Well, I might argue that the slices are along the axes rather than them being 
the same thing.


> On Oct 9, 2014, at 10:05 PM, John Myles White <[email protected]> 
> wrote:
> 
> I’d suggest slices for consistency with the function mapslices.
> 
> — John
> 
>> On Oct 9, 2014, at 6:15 PM, Tim Holy <[email protected]> wrote:
>> 
>> Would be great to have it clarified in the manual.
>> 
>> I think I've brought this up before, and if there was a consensus I don't 
>> recall it. In my opinion, the various usages of "dims" and "region" in the 
>> manual and help are pretty confusing. It would be nice to standardize 
>> terminology. I confess to being fond of talking about the "axes" of an 
>> array, 
>> but I am fine with other choices too.
>> 
>> --Tim
>> 
>>> On Friday, October 10, 2014 07:29:06 AM K Leo wrote:
>>> Thanks to both for explanations. "along dimensions in region" sounds
>>> pretty confusing to me.  Can that be stated more clearly?  Pardon my
>>> English.
>>> 
>>> I guess this is what I wanted.
>>> 
>>> julia> [std(A[i:i+9]) for i=1:length(A)-9]
>>> 91-element Array{Any,1}:
>>> 0.395761
>>> 0.391694
>>> 0.392545
>>> 0.363307
>> 0.392545
>>> ⋮
>>> 0.322292
>>> 0.325662
>>> 0.345799
>>> 
>>>> On 2014年10月10日 07:17, Simon Kornblith wrote:
>>>> Or alternatively:
>>>> 
>>>> 
>>>> std(reshape(A,10,div(length(A),10)),1)
>>>> 
>>>> 
>>>> Simon
>>>> 
>>>> On Thursday, October 9, 2014 7:10:11 PM UTC-4, Patrick O'Leary wrote:
>>>>   "optionally *along dimensions in region*" (emphasis mine). You are
>>>>   attempting to read along the tenth dimension of the array.
>>>> 
>>>>   You're trying to split the array into groups of ten elements, it
>>>>   sounds like.

Exercise instructions
[a] In the email thread, what function does John Myles White name when he suggests the word "slices"?
[b] Write out the stretch of the email thread from "Well, I might" through "the function mapslices.".
The data here has nothing to do with the email thread.

Supplied material
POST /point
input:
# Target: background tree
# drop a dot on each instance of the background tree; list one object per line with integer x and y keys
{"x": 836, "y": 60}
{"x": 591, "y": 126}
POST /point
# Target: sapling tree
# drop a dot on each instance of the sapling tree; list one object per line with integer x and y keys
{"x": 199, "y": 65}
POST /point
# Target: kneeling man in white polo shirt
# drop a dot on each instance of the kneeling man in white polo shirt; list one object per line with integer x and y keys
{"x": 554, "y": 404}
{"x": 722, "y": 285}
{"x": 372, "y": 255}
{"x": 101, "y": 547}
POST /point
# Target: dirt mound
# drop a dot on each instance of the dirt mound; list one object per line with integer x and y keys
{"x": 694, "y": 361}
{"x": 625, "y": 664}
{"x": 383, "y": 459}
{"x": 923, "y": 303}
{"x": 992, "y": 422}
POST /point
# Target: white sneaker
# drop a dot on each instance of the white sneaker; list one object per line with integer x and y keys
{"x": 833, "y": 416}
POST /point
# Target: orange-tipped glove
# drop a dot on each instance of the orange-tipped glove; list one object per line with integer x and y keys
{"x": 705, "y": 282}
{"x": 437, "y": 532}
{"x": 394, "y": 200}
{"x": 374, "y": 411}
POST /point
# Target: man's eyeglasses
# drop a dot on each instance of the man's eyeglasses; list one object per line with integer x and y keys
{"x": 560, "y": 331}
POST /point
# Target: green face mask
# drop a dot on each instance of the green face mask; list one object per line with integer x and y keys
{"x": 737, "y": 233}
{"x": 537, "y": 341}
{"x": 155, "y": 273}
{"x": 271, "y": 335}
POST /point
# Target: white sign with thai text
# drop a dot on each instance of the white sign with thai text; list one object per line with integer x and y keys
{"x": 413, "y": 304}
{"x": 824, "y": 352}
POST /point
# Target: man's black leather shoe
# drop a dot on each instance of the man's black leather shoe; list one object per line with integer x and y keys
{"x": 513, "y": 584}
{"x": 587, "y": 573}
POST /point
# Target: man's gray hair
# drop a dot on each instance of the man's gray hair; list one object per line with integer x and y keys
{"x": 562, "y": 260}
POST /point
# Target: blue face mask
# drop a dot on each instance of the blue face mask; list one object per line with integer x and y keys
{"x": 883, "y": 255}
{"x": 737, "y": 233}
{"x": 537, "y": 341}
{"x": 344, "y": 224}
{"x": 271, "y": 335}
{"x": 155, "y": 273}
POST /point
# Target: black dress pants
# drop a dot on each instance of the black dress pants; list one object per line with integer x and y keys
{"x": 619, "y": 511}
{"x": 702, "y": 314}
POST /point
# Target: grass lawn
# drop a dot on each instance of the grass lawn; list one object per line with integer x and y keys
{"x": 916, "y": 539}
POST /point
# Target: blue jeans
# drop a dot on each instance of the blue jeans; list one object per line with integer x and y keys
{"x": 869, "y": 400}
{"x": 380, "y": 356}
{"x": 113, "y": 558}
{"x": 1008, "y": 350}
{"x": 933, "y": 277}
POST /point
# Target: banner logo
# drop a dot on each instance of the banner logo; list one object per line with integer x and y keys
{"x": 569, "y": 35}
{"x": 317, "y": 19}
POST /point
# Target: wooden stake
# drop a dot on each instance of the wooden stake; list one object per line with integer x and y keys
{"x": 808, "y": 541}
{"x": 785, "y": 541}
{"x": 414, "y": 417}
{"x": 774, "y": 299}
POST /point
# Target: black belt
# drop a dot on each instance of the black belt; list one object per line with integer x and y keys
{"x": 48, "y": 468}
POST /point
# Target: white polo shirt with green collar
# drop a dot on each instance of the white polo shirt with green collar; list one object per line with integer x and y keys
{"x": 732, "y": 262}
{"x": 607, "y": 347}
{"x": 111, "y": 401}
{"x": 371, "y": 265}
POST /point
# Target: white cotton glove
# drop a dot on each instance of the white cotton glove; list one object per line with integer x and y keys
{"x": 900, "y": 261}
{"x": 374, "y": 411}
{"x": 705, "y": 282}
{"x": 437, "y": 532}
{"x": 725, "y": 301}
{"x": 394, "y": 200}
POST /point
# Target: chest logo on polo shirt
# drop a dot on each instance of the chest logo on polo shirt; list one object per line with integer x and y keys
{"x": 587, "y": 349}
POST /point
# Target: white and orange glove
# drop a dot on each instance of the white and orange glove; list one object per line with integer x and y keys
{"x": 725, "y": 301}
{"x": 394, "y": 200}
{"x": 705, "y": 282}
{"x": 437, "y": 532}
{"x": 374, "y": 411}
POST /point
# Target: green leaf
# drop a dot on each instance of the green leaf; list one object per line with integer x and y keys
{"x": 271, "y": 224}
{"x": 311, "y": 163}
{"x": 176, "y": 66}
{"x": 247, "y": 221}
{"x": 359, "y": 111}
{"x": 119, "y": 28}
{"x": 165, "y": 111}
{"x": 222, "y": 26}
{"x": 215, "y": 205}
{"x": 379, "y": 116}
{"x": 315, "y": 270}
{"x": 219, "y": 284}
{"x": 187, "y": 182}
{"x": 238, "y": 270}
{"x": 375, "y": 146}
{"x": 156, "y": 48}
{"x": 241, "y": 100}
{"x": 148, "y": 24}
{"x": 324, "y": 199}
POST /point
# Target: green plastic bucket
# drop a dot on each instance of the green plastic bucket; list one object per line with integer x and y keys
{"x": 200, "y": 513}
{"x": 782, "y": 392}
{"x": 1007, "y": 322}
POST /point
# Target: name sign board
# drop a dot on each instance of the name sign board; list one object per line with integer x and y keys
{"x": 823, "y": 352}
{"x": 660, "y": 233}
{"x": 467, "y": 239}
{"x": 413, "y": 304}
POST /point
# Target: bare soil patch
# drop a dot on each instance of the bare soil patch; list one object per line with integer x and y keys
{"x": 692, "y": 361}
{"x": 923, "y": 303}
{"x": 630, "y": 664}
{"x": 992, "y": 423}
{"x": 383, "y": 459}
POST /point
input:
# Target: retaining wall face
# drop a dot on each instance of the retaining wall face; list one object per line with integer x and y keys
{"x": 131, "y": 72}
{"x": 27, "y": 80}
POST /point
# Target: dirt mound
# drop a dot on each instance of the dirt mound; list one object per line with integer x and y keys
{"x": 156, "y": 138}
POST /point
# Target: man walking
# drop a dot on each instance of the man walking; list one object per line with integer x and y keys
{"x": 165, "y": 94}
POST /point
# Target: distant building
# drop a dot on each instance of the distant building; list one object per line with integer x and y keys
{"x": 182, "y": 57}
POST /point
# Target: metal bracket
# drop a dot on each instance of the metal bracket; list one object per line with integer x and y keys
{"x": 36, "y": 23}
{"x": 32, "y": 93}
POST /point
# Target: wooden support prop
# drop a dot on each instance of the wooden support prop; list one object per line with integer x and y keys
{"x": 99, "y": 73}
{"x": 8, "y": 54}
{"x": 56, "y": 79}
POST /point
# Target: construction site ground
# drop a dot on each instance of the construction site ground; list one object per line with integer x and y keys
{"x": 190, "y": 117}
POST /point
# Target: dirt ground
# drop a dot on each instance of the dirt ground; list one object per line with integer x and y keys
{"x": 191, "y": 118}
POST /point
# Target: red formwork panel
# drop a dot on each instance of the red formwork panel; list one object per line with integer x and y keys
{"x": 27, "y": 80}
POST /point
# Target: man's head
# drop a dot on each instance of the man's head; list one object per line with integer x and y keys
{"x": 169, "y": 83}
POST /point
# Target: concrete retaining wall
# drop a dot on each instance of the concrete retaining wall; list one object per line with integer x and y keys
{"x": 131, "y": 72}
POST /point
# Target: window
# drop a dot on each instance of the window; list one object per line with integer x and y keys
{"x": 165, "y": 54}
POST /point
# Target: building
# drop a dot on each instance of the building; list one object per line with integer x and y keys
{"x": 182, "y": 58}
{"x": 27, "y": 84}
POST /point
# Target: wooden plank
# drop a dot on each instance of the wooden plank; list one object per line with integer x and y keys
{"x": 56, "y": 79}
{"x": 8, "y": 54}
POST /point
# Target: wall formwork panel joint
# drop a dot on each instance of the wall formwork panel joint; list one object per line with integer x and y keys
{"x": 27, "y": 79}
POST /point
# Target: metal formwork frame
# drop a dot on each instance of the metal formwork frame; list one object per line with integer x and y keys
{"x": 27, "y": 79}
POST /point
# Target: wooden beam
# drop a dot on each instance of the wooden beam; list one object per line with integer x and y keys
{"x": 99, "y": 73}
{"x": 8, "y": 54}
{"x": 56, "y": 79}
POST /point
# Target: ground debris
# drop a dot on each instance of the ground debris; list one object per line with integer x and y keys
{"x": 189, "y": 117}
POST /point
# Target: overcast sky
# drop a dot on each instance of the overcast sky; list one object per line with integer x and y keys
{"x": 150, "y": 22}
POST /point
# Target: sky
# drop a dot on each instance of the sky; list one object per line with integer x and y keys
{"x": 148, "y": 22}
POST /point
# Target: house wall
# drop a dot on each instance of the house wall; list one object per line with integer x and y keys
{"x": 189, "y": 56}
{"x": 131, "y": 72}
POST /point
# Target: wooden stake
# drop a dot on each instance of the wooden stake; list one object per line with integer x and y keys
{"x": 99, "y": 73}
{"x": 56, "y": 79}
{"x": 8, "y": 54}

Responses to the exercise
[a] mapslices

[b]
Well, I might argue that the slices are along the axes rather than them being 
the same thing.


> On Oct 9, 2014, at 10:05 PM, John Myles White <[email protected]> 
> wrote:
> 
> I’d suggest slices for consistency with the function mapslices.